**TASK REQUIREMENTS:** Retype exactly the lines of the material below, from the one containing "of the handbag" through the last, with both ends kept.

**DATA:**
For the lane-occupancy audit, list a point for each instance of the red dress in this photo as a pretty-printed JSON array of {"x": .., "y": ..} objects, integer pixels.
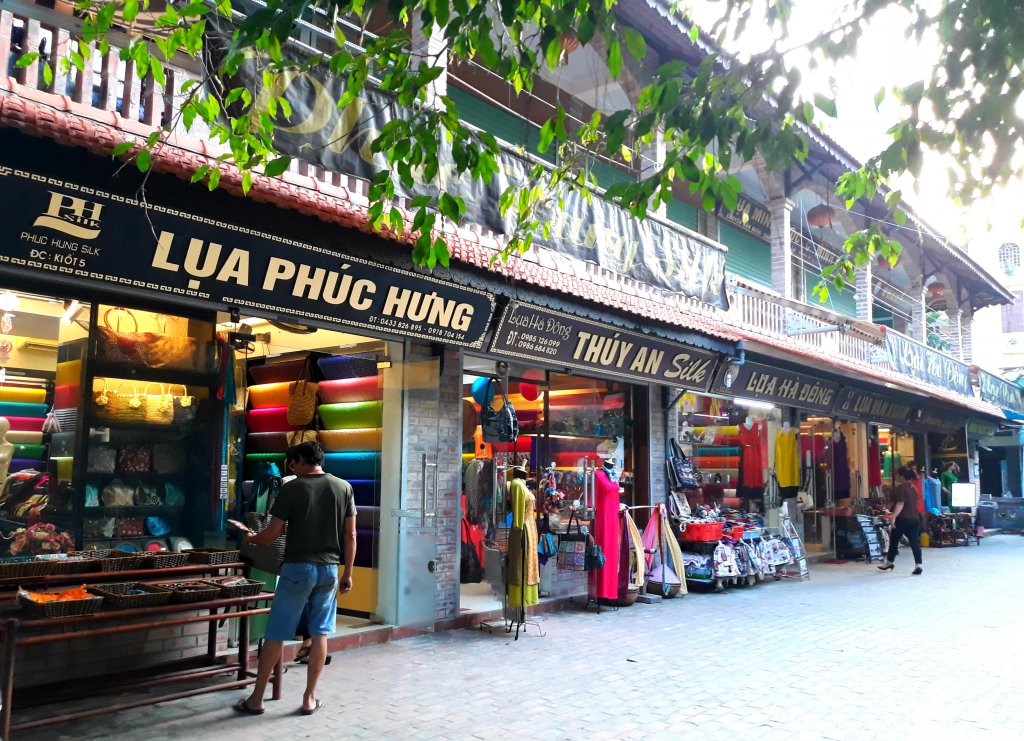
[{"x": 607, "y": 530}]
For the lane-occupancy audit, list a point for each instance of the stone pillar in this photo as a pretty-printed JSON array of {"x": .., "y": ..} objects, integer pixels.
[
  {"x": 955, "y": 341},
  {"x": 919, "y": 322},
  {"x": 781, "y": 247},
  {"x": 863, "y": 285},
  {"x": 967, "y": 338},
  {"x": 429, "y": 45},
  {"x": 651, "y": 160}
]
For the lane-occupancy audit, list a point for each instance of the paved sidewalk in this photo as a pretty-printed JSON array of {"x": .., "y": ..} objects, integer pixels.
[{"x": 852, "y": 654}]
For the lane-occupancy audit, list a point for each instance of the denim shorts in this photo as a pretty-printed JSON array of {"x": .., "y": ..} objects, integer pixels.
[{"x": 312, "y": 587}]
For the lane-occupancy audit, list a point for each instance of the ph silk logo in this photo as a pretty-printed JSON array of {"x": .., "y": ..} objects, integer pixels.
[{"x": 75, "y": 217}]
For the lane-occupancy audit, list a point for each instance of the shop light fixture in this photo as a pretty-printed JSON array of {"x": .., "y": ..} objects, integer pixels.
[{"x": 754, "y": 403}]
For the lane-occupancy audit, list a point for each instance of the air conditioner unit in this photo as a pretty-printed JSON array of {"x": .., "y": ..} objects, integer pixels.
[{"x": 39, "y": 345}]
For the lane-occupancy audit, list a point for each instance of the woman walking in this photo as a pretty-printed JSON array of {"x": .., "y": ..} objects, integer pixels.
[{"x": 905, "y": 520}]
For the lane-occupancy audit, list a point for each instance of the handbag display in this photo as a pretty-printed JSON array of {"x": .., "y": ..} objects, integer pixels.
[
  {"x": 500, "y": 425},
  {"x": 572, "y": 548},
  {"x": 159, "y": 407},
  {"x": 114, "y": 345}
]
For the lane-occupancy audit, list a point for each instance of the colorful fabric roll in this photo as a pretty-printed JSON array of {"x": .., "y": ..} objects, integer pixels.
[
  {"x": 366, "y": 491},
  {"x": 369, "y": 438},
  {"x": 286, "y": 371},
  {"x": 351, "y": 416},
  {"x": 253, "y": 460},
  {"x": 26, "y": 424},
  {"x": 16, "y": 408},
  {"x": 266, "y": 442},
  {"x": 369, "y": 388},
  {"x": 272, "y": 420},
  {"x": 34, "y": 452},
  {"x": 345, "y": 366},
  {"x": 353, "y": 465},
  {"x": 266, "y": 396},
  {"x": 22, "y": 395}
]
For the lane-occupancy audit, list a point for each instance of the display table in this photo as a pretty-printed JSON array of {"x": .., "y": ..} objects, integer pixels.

**ANSWER SECTION:**
For the lane-occupancy audit, list a point for each instance of the handbag display in this photo as a pretty-printed JSON array of {"x": .., "y": ..} objects, integer pixels.
[
  {"x": 500, "y": 425},
  {"x": 572, "y": 548},
  {"x": 159, "y": 407},
  {"x": 114, "y": 345}
]
For the lane-occupancy audit, list a point for each instance of the colorful fabric roll in this photo as a pretty-printed JSON array of {"x": .., "y": ..} objects, integer pixels.
[
  {"x": 366, "y": 491},
  {"x": 369, "y": 438},
  {"x": 286, "y": 371},
  {"x": 351, "y": 416},
  {"x": 253, "y": 460},
  {"x": 26, "y": 424},
  {"x": 16, "y": 408},
  {"x": 266, "y": 442},
  {"x": 369, "y": 388},
  {"x": 272, "y": 420},
  {"x": 34, "y": 452},
  {"x": 345, "y": 366},
  {"x": 353, "y": 465},
  {"x": 266, "y": 396},
  {"x": 22, "y": 395}
]
For the lane-occupancy audit, list a point for each instance of the display table in this photo as a pretty-printed JSON array of {"x": .., "y": ..} objects, integer pixels.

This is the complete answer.